ЧТО СДЕЛАТЬ:
- a) Ответьте по фрагменту о рече-мыслительной деятельности:
(i) Какие виды рече-мыслительной деятельности перечислены в первом абзаце?
(ii) Чем являются грамматики языка по своей основной функции?
(iii) Кто, помимо языковедов, вырабатывал аналогичные программы и для чего?
- b) Перечислите все строки записей, содержащие строку "head".

Можно наметить несколько различных видов рече-мыслительной деятельности, каждый из которых нуждается в определенных программах и характеризуется их специфическим характером. Выше мы уже называли некоторые из этих видов деятельности — построение речевых цепочек, понимание текстов, перевод с одного языка на другой, производимый человеком без помощи машины или с ее помощью. И для каждого из этих случаев нужны свои особые средства, своя программа.

Таким образом, грамматики языка по своей основной функции не есть знания о языке или речи. Тем более они не являются знаниями о речевой деятельности. Это — форма, в которой существует сам язык, часть тех средств, которые необходимы человеку для осуществления рече-мыслительной деятельности. Соответственно этому языковеды издавна были теми специалистами, которые строят подобные программы; аналогичные же программы вырабатывались логиками, но для других сторон и аспектов речевого мышления.

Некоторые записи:
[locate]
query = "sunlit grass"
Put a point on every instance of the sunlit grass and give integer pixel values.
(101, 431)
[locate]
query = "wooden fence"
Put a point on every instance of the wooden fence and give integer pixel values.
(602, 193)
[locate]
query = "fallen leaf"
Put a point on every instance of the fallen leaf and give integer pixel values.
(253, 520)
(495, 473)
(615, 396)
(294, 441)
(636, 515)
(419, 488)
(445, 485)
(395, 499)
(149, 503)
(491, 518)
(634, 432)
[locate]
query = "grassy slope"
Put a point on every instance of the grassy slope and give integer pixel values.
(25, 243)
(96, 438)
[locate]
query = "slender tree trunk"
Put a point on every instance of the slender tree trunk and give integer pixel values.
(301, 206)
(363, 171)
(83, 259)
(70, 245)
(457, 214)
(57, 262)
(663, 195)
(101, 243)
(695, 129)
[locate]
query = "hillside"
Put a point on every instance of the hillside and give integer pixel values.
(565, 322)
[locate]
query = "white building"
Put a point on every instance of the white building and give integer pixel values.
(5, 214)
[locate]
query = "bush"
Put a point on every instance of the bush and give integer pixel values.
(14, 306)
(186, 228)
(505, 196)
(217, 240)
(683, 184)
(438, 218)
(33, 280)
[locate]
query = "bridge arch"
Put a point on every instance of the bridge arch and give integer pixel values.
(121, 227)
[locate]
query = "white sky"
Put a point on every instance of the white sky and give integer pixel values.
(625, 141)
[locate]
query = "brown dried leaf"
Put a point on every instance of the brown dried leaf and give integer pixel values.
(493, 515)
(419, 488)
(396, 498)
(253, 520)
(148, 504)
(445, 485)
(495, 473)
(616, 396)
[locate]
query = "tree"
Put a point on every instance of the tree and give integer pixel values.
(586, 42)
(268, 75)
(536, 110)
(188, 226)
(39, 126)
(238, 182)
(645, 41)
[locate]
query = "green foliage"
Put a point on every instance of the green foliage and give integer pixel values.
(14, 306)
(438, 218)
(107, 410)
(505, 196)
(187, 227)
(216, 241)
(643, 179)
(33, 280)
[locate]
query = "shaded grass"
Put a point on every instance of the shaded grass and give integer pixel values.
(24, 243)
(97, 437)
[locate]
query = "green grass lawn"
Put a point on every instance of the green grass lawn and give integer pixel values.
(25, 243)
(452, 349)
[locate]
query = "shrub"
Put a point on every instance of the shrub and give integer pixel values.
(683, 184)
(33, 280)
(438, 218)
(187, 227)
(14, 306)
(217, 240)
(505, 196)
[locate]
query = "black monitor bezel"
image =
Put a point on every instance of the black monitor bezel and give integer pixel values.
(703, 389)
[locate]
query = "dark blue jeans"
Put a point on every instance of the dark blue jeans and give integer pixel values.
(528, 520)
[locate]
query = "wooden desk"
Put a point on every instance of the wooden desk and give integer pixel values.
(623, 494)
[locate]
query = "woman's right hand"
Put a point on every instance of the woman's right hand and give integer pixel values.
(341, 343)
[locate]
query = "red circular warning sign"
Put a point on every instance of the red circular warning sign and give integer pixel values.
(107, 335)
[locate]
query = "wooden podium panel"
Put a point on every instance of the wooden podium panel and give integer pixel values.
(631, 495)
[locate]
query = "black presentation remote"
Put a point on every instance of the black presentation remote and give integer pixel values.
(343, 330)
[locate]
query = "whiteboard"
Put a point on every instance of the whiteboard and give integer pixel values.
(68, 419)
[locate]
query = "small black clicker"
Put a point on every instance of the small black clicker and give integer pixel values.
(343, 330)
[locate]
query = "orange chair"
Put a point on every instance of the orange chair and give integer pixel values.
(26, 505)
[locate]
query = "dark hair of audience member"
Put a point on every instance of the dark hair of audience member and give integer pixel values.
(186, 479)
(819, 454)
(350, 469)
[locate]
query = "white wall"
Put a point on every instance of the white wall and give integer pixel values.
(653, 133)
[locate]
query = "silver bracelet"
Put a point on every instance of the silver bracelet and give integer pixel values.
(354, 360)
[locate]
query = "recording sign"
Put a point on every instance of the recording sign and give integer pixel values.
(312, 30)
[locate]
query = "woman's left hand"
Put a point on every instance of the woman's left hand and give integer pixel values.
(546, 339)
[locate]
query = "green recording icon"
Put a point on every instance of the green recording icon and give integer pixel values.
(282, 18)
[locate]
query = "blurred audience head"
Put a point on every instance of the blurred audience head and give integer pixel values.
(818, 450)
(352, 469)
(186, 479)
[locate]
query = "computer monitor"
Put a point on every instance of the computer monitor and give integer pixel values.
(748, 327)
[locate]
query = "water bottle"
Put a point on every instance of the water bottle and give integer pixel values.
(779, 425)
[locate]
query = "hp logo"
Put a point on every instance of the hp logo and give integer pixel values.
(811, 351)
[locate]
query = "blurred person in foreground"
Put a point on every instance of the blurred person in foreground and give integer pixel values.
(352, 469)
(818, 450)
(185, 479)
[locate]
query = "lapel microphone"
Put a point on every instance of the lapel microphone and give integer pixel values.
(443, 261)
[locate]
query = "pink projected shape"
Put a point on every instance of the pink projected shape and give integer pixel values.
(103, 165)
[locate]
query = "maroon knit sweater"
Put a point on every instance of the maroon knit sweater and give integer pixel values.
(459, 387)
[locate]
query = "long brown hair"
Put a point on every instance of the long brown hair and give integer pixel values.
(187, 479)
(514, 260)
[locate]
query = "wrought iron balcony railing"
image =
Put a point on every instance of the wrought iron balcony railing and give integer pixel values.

ОТВЕТЫ:
- a)
(i) Построение речевых цепочек, понимание текстов, перевод с одного языка на другой, производимый человеком без помощи машины или с ее помощью.
(ii) Формой, в которой существует сам язык, частью тех средств, которые необходимы человеку для осуществления рече-мыслительной деятельности.
(iii) Логики. Они вырабатывали программы для других сторон и аспектов речевого мышления.

- b)
query = "blurred audience head"
Put a point on every instance of the blurred audience head and give integer pixel values.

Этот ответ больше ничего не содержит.